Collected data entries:

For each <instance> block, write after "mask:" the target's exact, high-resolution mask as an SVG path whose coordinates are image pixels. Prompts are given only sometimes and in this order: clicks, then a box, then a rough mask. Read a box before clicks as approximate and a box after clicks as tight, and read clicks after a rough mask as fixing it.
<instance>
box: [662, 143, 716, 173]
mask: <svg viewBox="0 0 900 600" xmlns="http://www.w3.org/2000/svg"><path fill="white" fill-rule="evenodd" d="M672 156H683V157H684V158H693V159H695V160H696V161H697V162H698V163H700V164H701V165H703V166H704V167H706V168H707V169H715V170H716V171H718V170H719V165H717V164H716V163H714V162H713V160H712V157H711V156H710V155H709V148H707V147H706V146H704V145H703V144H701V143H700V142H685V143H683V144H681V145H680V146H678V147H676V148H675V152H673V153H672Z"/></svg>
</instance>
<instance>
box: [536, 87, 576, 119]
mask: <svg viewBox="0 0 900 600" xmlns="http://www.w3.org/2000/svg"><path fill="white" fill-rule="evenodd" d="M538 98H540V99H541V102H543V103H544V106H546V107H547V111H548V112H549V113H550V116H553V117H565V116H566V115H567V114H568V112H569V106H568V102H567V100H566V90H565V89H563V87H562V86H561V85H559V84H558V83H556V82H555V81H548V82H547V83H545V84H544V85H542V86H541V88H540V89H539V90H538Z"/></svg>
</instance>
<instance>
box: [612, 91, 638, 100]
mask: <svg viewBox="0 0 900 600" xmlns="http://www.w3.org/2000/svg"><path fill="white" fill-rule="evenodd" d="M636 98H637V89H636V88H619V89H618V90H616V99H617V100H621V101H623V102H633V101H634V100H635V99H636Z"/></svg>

__Task item__. Nothing in the records should be left out; write all of them out again exactly.

__Task output__.
For each <instance> block, write after "mask:" the target's exact, high-resolution mask as an SVG path whose coordinates are image pixels. Prompts are given only sometimes and in this order: clicks, then a box, then a rough mask. Read a box before clicks as approximate and a box after clicks as tight, and read clicks after a rough mask as fixing it.
<instance>
box: [662, 143, 716, 173]
mask: <svg viewBox="0 0 900 600" xmlns="http://www.w3.org/2000/svg"><path fill="white" fill-rule="evenodd" d="M672 156H683V157H684V158H693V159H695V160H696V161H697V162H698V163H700V164H701V165H703V166H704V167H706V168H707V169H715V170H716V171H718V170H719V165H717V164H716V163H714V162H713V160H712V157H711V156H710V155H709V148H707V147H706V146H704V145H703V144H701V143H700V142H685V143H683V144H681V145H680V146H678V147H676V148H675V152H673V153H672Z"/></svg>
</instance>
<instance>
box: [536, 87, 576, 119]
mask: <svg viewBox="0 0 900 600" xmlns="http://www.w3.org/2000/svg"><path fill="white" fill-rule="evenodd" d="M538 98H540V99H541V102H543V103H544V106H546V107H547V111H548V112H549V113H550V116H553V117H565V116H566V115H567V114H568V112H569V106H568V102H567V100H566V90H565V89H563V87H562V86H561V85H559V84H558V83H556V82H555V81H548V82H547V83H545V84H544V85H542V86H541V88H540V89H539V90H538Z"/></svg>
</instance>
<instance>
box: [612, 91, 638, 100]
mask: <svg viewBox="0 0 900 600" xmlns="http://www.w3.org/2000/svg"><path fill="white" fill-rule="evenodd" d="M636 98H637V89H636V88H619V89H618V90H616V99H617V100H621V101H623V102H633V101H634V100H635V99H636Z"/></svg>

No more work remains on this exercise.